PROBLEM REQUIREMENTS: Copy the material below word for word, leaving out the pictures.

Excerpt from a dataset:
──────

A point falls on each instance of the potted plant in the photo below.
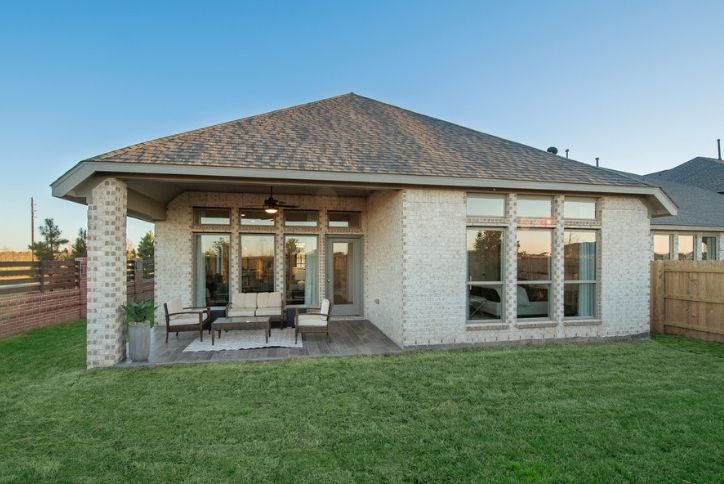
(140, 322)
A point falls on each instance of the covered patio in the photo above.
(346, 338)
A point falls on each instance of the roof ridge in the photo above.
(217, 125)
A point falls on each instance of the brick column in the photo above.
(510, 266)
(557, 262)
(106, 273)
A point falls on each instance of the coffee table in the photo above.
(242, 322)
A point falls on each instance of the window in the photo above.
(534, 269)
(708, 248)
(250, 216)
(579, 208)
(301, 268)
(485, 273)
(344, 219)
(211, 281)
(686, 247)
(257, 262)
(662, 247)
(301, 218)
(479, 205)
(212, 216)
(579, 274)
(534, 207)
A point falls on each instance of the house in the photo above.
(436, 233)
(697, 231)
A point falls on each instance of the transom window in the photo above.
(485, 273)
(579, 208)
(530, 206)
(485, 205)
(344, 219)
(212, 216)
(301, 270)
(255, 217)
(534, 272)
(662, 247)
(257, 262)
(579, 273)
(708, 248)
(301, 218)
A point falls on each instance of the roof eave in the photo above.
(64, 187)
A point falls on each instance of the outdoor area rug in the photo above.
(245, 339)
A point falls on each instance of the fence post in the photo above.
(138, 280)
(658, 305)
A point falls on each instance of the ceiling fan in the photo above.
(272, 205)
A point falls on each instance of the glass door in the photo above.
(344, 275)
(211, 280)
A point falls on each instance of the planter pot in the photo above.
(139, 341)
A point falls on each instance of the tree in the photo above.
(48, 248)
(80, 247)
(145, 248)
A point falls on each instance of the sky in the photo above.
(638, 84)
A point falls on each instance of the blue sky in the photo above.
(638, 84)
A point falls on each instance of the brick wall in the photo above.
(25, 311)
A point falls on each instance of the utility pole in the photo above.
(32, 229)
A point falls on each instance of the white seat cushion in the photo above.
(314, 320)
(269, 311)
(243, 300)
(269, 300)
(231, 312)
(325, 306)
(174, 305)
(522, 297)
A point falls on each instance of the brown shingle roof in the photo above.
(351, 133)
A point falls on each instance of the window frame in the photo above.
(715, 252)
(241, 257)
(579, 199)
(502, 196)
(273, 216)
(348, 227)
(493, 284)
(594, 282)
(540, 282)
(286, 265)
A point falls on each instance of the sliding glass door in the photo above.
(211, 262)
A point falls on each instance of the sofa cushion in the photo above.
(235, 312)
(522, 297)
(269, 311)
(325, 306)
(269, 300)
(243, 300)
(174, 305)
(315, 320)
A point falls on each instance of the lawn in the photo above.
(650, 411)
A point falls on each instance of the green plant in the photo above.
(139, 312)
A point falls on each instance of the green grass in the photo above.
(612, 412)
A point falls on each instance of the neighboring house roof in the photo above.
(707, 173)
(351, 133)
(697, 207)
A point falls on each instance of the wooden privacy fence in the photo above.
(687, 297)
(37, 294)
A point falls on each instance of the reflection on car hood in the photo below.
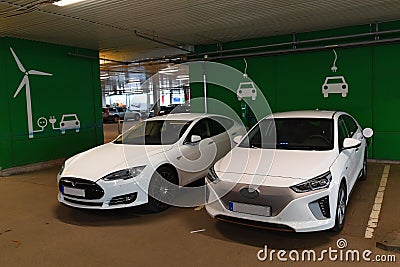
(102, 160)
(293, 164)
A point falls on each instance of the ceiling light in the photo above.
(66, 2)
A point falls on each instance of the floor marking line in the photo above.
(376, 208)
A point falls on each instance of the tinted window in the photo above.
(216, 127)
(202, 128)
(292, 133)
(225, 122)
(342, 132)
(157, 132)
(351, 125)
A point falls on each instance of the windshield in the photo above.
(291, 133)
(154, 132)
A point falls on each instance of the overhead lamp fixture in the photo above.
(66, 2)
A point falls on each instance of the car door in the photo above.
(354, 131)
(352, 153)
(344, 159)
(220, 136)
(194, 158)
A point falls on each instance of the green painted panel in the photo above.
(299, 79)
(386, 146)
(65, 106)
(386, 83)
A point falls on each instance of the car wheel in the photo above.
(340, 209)
(162, 189)
(363, 175)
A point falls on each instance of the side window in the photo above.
(216, 127)
(201, 128)
(351, 125)
(342, 131)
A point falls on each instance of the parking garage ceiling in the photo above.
(116, 28)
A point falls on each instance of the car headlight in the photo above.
(124, 174)
(212, 175)
(320, 182)
(61, 169)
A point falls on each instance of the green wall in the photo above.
(293, 82)
(73, 88)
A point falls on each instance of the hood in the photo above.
(292, 164)
(97, 162)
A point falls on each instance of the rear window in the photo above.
(291, 134)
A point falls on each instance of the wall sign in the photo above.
(335, 84)
(68, 121)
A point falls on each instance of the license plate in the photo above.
(73, 191)
(250, 209)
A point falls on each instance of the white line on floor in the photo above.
(376, 209)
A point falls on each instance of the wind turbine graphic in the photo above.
(25, 82)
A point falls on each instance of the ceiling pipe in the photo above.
(307, 49)
(296, 43)
(161, 42)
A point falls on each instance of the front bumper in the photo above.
(102, 194)
(290, 211)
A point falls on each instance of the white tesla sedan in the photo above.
(147, 163)
(293, 171)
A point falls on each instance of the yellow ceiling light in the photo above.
(66, 2)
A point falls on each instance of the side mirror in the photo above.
(195, 138)
(237, 139)
(368, 132)
(349, 143)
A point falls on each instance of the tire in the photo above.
(162, 189)
(340, 213)
(363, 175)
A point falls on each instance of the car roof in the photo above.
(182, 116)
(325, 114)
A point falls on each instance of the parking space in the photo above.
(35, 229)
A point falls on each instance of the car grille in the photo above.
(124, 199)
(83, 203)
(92, 190)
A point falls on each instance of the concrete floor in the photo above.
(35, 230)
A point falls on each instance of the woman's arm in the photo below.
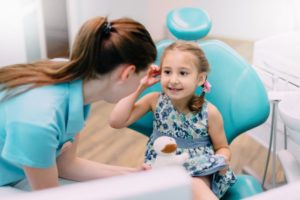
(74, 168)
(217, 133)
(126, 110)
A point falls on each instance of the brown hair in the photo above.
(99, 47)
(196, 102)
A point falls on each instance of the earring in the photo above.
(206, 86)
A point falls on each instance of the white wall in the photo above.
(247, 19)
(21, 33)
(11, 34)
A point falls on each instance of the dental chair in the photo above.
(236, 91)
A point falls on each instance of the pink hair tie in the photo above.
(206, 87)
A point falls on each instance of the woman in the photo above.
(44, 104)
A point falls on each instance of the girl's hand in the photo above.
(224, 170)
(151, 77)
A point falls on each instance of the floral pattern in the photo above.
(202, 161)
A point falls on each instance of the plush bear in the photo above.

──────

TASK OUTPUT:
A point falls on each instance of the potted plant in the photo below.
(140, 322)
A point falls on each instance of the covered patio in the photo above.
(346, 338)
A point falls on each instance of the roof ridge in the photo above.
(217, 125)
A point falls on each instance of the brick column in the photo above.
(510, 266)
(557, 262)
(106, 273)
A point falls on each instance of the coffee table in the photo above.
(242, 322)
A point falls on each instance of the window in the photo above.
(534, 269)
(708, 248)
(250, 216)
(579, 208)
(301, 268)
(485, 273)
(344, 219)
(211, 281)
(686, 247)
(257, 262)
(662, 247)
(301, 218)
(479, 205)
(212, 216)
(579, 274)
(534, 207)
A point falls on each instance of the house in the photo above.
(436, 233)
(697, 231)
A point falls on each instance of the transom window in the photo above.
(485, 273)
(579, 208)
(530, 206)
(485, 205)
(344, 219)
(212, 216)
(301, 270)
(255, 217)
(534, 272)
(662, 247)
(257, 262)
(579, 273)
(708, 248)
(301, 218)
A point falls on each instance of the roof eave in the photo above.
(64, 187)
A point falls on each instance of the outdoor area rug in the photo above.
(245, 339)
A point falls on each instance of the fence post in the photo above.
(138, 280)
(658, 305)
A point falls on each instance of the ceiling fan in the photo above.
(272, 205)
A point falls on each instance of the glass door in the photo above.
(344, 275)
(211, 280)
A point falls on each instance of the planter pot in the photo above.
(139, 341)
A point falls on each instance of the tree in the photo above.
(48, 248)
(80, 247)
(145, 248)
A point falls on each instance of the sky in the photo above.
(638, 84)
A point falls on each instance of the blue sky in the photo above.
(638, 84)
A point falls on each instance of the brick wall in the photo above.
(25, 311)
A point falls on each instance of the utility pole in the photo above.
(32, 229)
A point falls on each instance of the white seat cushion in the photo above.
(314, 320)
(269, 311)
(243, 300)
(269, 300)
(231, 312)
(325, 306)
(174, 305)
(522, 297)
A point falls on each instance of the brown shingle roof in the photo above.
(351, 133)
A point falls on each instance of the window frame in the photo above.
(715, 252)
(241, 257)
(579, 199)
(502, 196)
(273, 216)
(348, 227)
(493, 284)
(594, 282)
(540, 282)
(286, 265)
A point falls on each instance of the sliding glass door in the photo above.
(211, 262)
A point falls on each instance of the sofa cushion in the photo above.
(235, 312)
(522, 297)
(269, 311)
(325, 306)
(269, 300)
(243, 300)
(174, 305)
(315, 320)
A point falls on each instance of the lawn in the photo above.
(650, 411)
A point falls on each instance of the green plant in the photo above.
(139, 312)
A point falls on each instance of the green grass in the photo above.
(612, 412)
A point falls on each instance of the neighboring house roof in the photo above.
(707, 173)
(351, 133)
(697, 207)
A point falls on each instance of the wooden privacy fence in the photo above.
(687, 297)
(37, 294)
A point falls on each instance of the reflection on car hood in the photo below.
(102, 160)
(293, 164)
A point falls on each instance of the ceiling light in the photo above.
(66, 2)
A point falls on each instance of the floor marking line in the photo above.
(376, 208)
A point falls on each instance of the tinted window in the photo above.
(216, 127)
(202, 128)
(292, 133)
(225, 122)
(342, 132)
(157, 132)
(351, 125)
A point falls on each instance of the windshield in the photo above.
(291, 133)
(154, 132)
A point falls on each instance of the overhead lamp fixture in the photo above.
(66, 2)
A point falls on each instance of the car door in the photo above.
(354, 131)
(352, 153)
(344, 159)
(220, 136)
(194, 158)
A point falls on each instance of the green painted panel in the photo above.
(299, 79)
(386, 146)
(65, 106)
(386, 83)
A point falls on each instance of the car wheel in the photo above.
(340, 209)
(162, 189)
(363, 175)
A point falls on each instance of the side window in the photo above.
(216, 127)
(201, 128)
(351, 125)
(342, 131)
A point falls on each instance of the parking garage ceiling in the photo above.
(116, 28)
A point falls on each instance of the car headlight in the photo above.
(124, 174)
(212, 175)
(320, 182)
(61, 169)
A point falls on each instance of the green wall in the photo above.
(293, 82)
(73, 88)
A point falls on each instance of the hood in the photo above.
(292, 164)
(97, 162)
A point falls on each instance of the rear window in the photo above.
(291, 134)
A point falls on each instance of the wall sign in the photo above.
(335, 84)
(68, 121)
A point falls on each instance of the license plate in the photo above.
(73, 191)
(250, 209)
A point falls on each instance of the white line on floor in the photo above.
(376, 209)
A point falls on each instance of the wind turbine graphic in the photo above.
(25, 82)
A point falls on each instance of the ceiling pipe in the photo above.
(307, 49)
(296, 43)
(161, 42)
A point falls on each instance of the front bumper in the photo above.
(102, 194)
(290, 211)
A point falls on each instance of the white tesla sedan in the photo above.
(147, 163)
(293, 171)
A point falls on each instance of the yellow ceiling light in the photo above.
(66, 2)
A point falls on each instance of the side mirror in the photo above.
(195, 138)
(237, 139)
(368, 132)
(349, 143)
A point falls on each instance of the tire in the photo above.
(162, 189)
(340, 213)
(363, 175)
A point falls on each instance of the car roof in the photo above.
(182, 116)
(325, 114)
A point falls on each instance of the parking space in the photo above.
(35, 229)
A point falls on each instance of the car grille in the photo above.
(124, 199)
(83, 203)
(92, 190)
A point falls on each instance of the concrete floor in the photo above.
(35, 230)
A point falls on each instance of the woman's arm in the photo below.
(74, 168)
(217, 133)
(126, 110)
A point falls on each instance of the brown hair in the photo above.
(99, 47)
(196, 102)
A point falls on each instance of the earring in the photo above.
(206, 86)
A point falls on each instance of the white wall in the photo above.
(247, 19)
(21, 33)
(11, 34)
A point falls on each instance of the dental chair in the photo above.
(236, 91)
A point falls on each instance of the pink hair tie in the photo above.
(206, 87)
A point falls on each instance of the woman in the photo above.
(44, 104)
A point falls on each instance of the girl's hand in the photo above.
(224, 170)
(151, 77)
A point falls on each instance of the floral pattern in the photo above.
(202, 161)
A point falls on each instance of the plush bear in the photo above.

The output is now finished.